» **WHAT IS NEEDED**
Pictures aside, return every line below exactly as written.

Natural language region descriptions
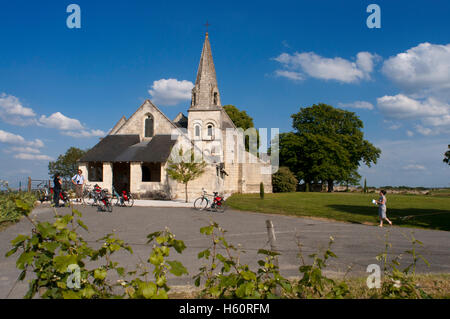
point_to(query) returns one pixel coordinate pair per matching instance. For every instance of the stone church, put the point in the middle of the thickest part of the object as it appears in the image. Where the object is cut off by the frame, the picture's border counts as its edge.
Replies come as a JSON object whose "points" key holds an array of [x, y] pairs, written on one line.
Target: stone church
{"points": [[134, 155]]}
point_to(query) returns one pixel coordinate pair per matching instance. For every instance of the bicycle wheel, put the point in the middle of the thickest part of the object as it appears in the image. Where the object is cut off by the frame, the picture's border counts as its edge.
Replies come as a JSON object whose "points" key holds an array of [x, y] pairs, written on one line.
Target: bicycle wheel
{"points": [[129, 202], [220, 207], [201, 203]]}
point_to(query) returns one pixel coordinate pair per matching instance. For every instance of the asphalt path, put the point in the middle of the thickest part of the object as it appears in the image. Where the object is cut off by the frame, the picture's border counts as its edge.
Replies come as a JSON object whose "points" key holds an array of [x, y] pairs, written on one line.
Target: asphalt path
{"points": [[355, 245]]}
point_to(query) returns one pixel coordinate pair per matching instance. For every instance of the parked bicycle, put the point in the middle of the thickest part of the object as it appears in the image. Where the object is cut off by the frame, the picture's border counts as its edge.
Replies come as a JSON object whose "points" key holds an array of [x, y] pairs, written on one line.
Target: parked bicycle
{"points": [[124, 199], [46, 194], [213, 202], [104, 201], [91, 195]]}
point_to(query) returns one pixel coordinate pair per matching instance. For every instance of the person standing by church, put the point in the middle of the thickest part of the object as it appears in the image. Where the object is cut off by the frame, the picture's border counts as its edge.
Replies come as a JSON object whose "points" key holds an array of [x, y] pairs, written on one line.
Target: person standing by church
{"points": [[56, 189], [78, 181]]}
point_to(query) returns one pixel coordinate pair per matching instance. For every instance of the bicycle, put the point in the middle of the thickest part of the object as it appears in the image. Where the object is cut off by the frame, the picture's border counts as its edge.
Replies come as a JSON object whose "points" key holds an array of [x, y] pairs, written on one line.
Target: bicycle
{"points": [[124, 199], [217, 203], [46, 194], [91, 194], [104, 201]]}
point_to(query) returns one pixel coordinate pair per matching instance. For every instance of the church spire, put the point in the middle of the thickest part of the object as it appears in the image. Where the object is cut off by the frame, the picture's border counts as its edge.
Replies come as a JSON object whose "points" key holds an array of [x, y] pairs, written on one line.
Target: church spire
{"points": [[205, 94]]}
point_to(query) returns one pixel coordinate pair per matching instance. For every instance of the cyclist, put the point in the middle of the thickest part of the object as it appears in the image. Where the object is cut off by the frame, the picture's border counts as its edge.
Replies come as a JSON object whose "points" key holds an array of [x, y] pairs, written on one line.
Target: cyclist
{"points": [[56, 189]]}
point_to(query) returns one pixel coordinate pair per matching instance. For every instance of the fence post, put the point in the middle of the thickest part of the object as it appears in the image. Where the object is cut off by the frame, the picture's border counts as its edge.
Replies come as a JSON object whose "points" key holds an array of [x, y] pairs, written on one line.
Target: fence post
{"points": [[273, 247]]}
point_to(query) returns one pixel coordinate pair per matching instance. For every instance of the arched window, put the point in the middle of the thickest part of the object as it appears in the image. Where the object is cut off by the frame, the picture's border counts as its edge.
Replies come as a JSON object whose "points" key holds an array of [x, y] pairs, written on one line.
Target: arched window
{"points": [[197, 131], [149, 126], [210, 130]]}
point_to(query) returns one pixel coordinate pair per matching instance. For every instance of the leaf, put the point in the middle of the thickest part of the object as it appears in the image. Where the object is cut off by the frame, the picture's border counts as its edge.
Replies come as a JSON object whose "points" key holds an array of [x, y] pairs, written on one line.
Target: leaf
{"points": [[88, 292], [24, 259], [177, 268], [62, 262], [24, 207], [18, 240], [82, 225], [148, 289], [207, 230], [100, 274], [179, 246]]}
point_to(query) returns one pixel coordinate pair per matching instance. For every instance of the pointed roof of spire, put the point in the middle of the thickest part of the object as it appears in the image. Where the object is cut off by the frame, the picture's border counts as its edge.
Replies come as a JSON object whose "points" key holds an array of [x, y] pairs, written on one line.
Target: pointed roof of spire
{"points": [[206, 73]]}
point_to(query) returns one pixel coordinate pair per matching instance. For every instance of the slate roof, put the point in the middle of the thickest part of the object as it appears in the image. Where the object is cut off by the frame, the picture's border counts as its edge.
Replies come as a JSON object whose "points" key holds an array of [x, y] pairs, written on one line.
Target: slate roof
{"points": [[157, 150], [128, 148]]}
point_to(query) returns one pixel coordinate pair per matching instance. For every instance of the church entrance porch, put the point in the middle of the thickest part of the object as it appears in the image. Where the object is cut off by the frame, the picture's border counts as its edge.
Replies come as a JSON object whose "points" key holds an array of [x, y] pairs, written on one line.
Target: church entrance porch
{"points": [[121, 176]]}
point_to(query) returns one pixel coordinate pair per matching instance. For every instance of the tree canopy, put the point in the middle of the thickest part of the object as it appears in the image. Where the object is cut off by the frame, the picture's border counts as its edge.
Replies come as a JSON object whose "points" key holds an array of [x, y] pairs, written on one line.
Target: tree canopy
{"points": [[327, 144], [240, 118], [66, 164], [183, 168]]}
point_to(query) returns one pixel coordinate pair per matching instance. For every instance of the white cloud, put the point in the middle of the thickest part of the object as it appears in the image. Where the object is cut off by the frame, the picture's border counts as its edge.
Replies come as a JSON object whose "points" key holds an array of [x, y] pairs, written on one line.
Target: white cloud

» **RESPONSE TO THE TASK**
point_to(query) returns one pixel coordinate pair per matching instance. For every instance of the stone church, put the point in the middle of the thickest part of the object as it appears in the image. Where the object is cut off by the frame, the picture's border counts as its edge.
Replies come as a JSON object whose "points" key holds an array of [x, y] pairs, written on one line.
Target: stone church
{"points": [[134, 155]]}
point_to(query) returns one pixel coordinate pair per matching instance. For every instance of the bicycle wheel, put the point in the middle of the thickest part of the object as it appears in the image. Where the object is cut off by the frame, the picture's border counts as its edge.
Replies come as a JSON object whose "points" key holds an array of [x, y] pairs, written on one line.
Target: bicycle wheel
{"points": [[129, 202], [220, 207], [201, 203]]}
point_to(query) returns one pixel coordinate pair per matching instance. For every instance of the asphalt path, put the point in the middle of the thickest part of the object as it appears in the image. Where the object is cut off by the frame, the picture's border counts as its edge.
Replies come as a JSON object whose "points" key holds an array of [x, y] pairs, written on one line.
Target: asphalt path
{"points": [[355, 245]]}
point_to(query) returns one pixel coordinate pair per matching instance. For every instance of the parked bicycle, put the point in the middle of the thickest part of the object as it appears in the image. Where the object is cut off by the frame, the picture's border counts as its edge.
Replies come as a JSON object whose "points" key holds an array of [x, y] pairs, written on one line.
Target: parked bicycle
{"points": [[124, 199], [46, 194], [213, 202], [104, 201], [91, 195]]}
point_to(query) returns one pixel coordinate pair per matching instance. For every instance of the person standing by church, put the point in the middle of the thickest part of the object as it appears in the image. Where the object is cut off by the frame, the picture's border counts as its edge.
Replies come as a JSON object whose "points" key holds an array of [x, y] pairs, written on one line.
Target: person standing by church
{"points": [[56, 189], [78, 181]]}
point_to(query) returns one pixel coordinate pair per matching instance. For every instance of the bicycle, put the point in the middle of the thickest part of the object as it appears in the image. Where the object is cut off by the frame, the picture's border counts as its edge.
Replies come as a JSON object whose "points" key holds an array of [x, y] pairs, written on one line.
Target: bicycle
{"points": [[124, 199], [217, 203], [46, 194], [91, 194], [104, 201]]}
point_to(query) returns one pixel coordinate pair per matching instance. For every instance of the church spire, put the point in the middle of the thickest part of the object as it appears in the image. Where the object is cut off by the frame, the picture's border counts as its edge.
Replies come as a JSON object whose "points" key holds an array of [x, y] pairs, written on one line.
Target: church spire
{"points": [[205, 94]]}
point_to(query) returns one pixel coordinate pair per matching instance. For every instance of the cyclist, put the point in the middle of the thickest part of the object as it appears in the image. Where the object is cut off by the frame, the picture's border counts as its edge.
Replies come as a JSON object whose "points" key holds an array of [x, y] pairs, written on one line.
Target: cyclist
{"points": [[56, 189]]}
point_to(query) returns one pixel coordinate pair per matching instance. For every instance of the fence post, put the point in the middle of the thickest part of the object as it appears in the image. Where the object is cut off by the frame, the picture's border counts as its edge.
Replies come as a JSON object whose "points" key holds an array of [x, y] pairs, written on one line.
Target: fence post
{"points": [[273, 247]]}
point_to(query) returns one pixel coordinate pair per matching instance. For every instance of the arched window, put the point in the middle of the thickest part of the object as it appears in the image. Where the object is cut off by the frame, the picture's border counts as its edge.
Replies come as a JSON object whose "points" key holds an array of [x, y] pairs, written on one line.
Target: arched window
{"points": [[197, 131], [149, 126], [210, 130]]}
point_to(query) returns one pixel coordinate pair per matching instance. For every instance of the leaf, put the point in the middle of the thickest part of the object as it appears in the image. Where the object is cut off by the frame, the picture's border counts as its edge.
Replies come as a JSON object whose "points" key holds an array of [x, y] pairs, written on one line.
Target: leaf
{"points": [[88, 292], [24, 259], [177, 268], [62, 262], [24, 207], [18, 240], [82, 225], [148, 289], [207, 230], [100, 274], [179, 246]]}
point_to(query) returns one pixel coordinate pair per matching instance. For every instance of the pointed roof of spire, put the point in the middle of the thickest part of the object as it appears in the image. Where the object is cut off by the frame, the picture's border counts as its edge.
Replies come as a JSON object whose "points" key holds an array of [x, y] pairs, written on one line.
Target: pointed roof of spire
{"points": [[206, 73]]}
point_to(query) returns one pixel coordinate pair per matching instance. For every instance of the slate roof, put the point in the middle of the thickest part of the object as it appears in the image. Where the object is cut off by the frame, the picture's border counts as its edge.
Replies come as a JSON object whose "points" key holds an array of [x, y] pairs, written on one line.
Target: slate roof
{"points": [[157, 150], [128, 148]]}
point_to(query) returns one pixel coordinate pair per matching instance. For every instance of the church entrance porch, put the point in the middle of the thickest part of the object as it appears in the image. Where the object is cut off by the frame, the picture's border counts as its edge.
Replies come as a JSON object whose "points" key holds an array of [x, y] pairs, written on one line.
Target: church entrance porch
{"points": [[121, 176]]}
point_to(query) returns one pixel coordinate pair per matching instance. For every instance of the tree canopy, put the point in the middle of the thickest part of the object as it appears in the image. Where the object is cut off by the frame, the picture's border counts as its edge.
Replies come as a JSON object whose "points" key holds an array of [x, y] pairs, written on one line.
Target: tree canopy
{"points": [[327, 144], [240, 118], [66, 164], [183, 168]]}
point_to(query) returns one pixel coordinate pair per matching instance. For every instance of the white cloud, put the point in the middle of the thickest part of the object as it appears in the image. Where the object is cut off by the frame, the picture's border counts as its edge.
Replies come as a JSON object whose "points" key holds an array of [x, y] pairs, written on one line.
Target: white cloud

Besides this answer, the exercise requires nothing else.